**TRAVAIL DEMANDÉ:**
[1] Dans le texte proposé, relevez tous les groupes islamistes cités comme ayant appelé à viser les citoyens et les intérêts français.
[2] Répondez brièvement à ces questions sur le texte proposé, une réponse par ligne.
(a) Dans quel pays l'otage Hervé Gourdel a-t-il été décapité ?
(b) Combien de Français partis combattre en Syrie sont revenus sur le sol français, d'après Manuel Valls ?
(c) Quels deux lieux d'attaques sont donnés en exemple ?
[3] Recopiez le passage du texte proposé qui commence par « L’autre menace intérieure » et se termine par « le sol français. ».

**TEXTE PROPOSÉ:**
Analyse. Passé le choc de la décapitation de l’otage Hervé Gourdel en Algérie, premier évènement du genre qui concerne un français depuis le début des atroces assassinats déclenchés par les djihadistes syriens et irakiens de l’Etat islamique (ou Daesch), il est impératif pour la France de se projeter dans l’avenir pour mieux anticiper les nouvelles crises auxquelles elle va devoir rapidement faire face.

Même si la prise de conscience collective ne peut intervenir qu’aujourd’hui avec ce type d’acte horrible, la France est une cible privilégiée par les terroristes depuis plusieurs années. Treize ans après le 11 septembre 2001, la France est pointé du doigt par les groupes islamistes pour son engagement militaire en Afghanistan, au Sahel, en Centrafrique et aujourd’hui en Irak. AQMI, le MUJAO, Boko Haram, les Shebab, l’Etat islamique. Tous ont appelé à viser les citoyens et les intérêts français par quelconques moyens que ce soit.

Mais quelles menaces pèsent réellement sur la France ?

D’une part, la menace peut être intérieure, c’est-à-dire que la France peut être frappée directement sur son sol. Un djihadiste revenant de Syrie – 189 français sur 1000 partis combattre en Syrie dans les rangs de l’Etat islamique sont revenus sur le sol français selon les explications du premier ministre Manuel Valls aujourd’hui devant le Parlement –  peut passer à l’action en peu de temps. Ces 189 personnes à surveiller consomment d’importantes ressources humaines et techniques des services de renseignement (DGSI et DGSE) engagés dans une guerre de l’ombre qui ne connaît pas de répit. Un groupe de personnes bien entraînées au djihad peut même se coordonner pour tenter de conduire une prise d’otages ou une tuerie préparée dans un endroit de choix. Ces attaques – comme on les a vu au Westgate au Kenya ou à Bombay en Inde – demandent une préparation minutieuse, des moyens importants en armes et en explosifs et souvent des complicités. Ces modes opératoires connus sont particulièrement surveillés.

L’autre menace intérieure peut venir d’un loup solitaire, un « lone wolf », qui se radicalise sur internet et qui décide avec ses propres moyens de mener une action isolée à fort impact médiatique. Mohammed Merah et Mehdi Nemmouche inspirent aujourd’hui beaucoup de jeunes sur les réseaux sociaux. Le premier ministre, Manuel Valls, a rappelé aujourd’hui que plusieurs actions terroristes ont été déjouées sur le sol français.

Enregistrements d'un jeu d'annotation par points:
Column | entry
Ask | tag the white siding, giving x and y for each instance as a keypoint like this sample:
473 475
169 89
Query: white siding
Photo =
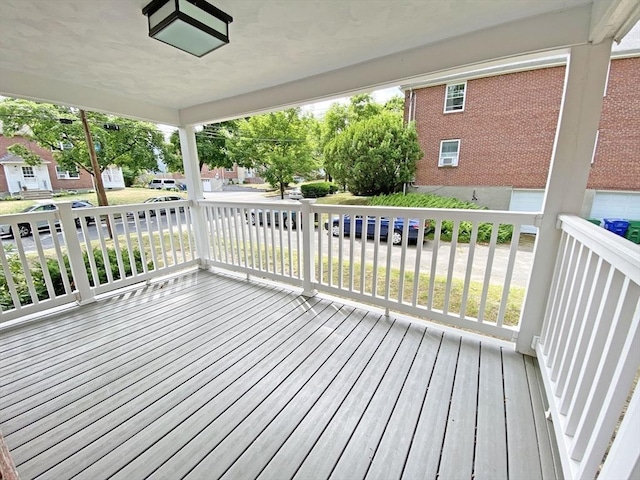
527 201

**RÉPONSES PAR TÂCHE:**
[1] AQMI, le MUJAO, Boko Haram, les Shebab, l'Etat islamique

[2]
(a) En Algérie.
(b) 189.
(c) Le Westgate au Kenya et Bombay en Inde.

[3]
L’autre menace intérieure peut venir d’un loup solitaire, un « lone wolf », qui se radicalise sur internet et qui décide avec ses propres moyens de mener une action isolée à fort impact médiatique. Mohammed Merah et Mehdi Nemmouche inspirent aujourd’hui beaucoup de jeunes sur les réseaux sociaux. Le premier ministre, Manuel Valls, a rappelé aujourd’hui que plusieurs actions terroristes ont été déjouées sur le sol français.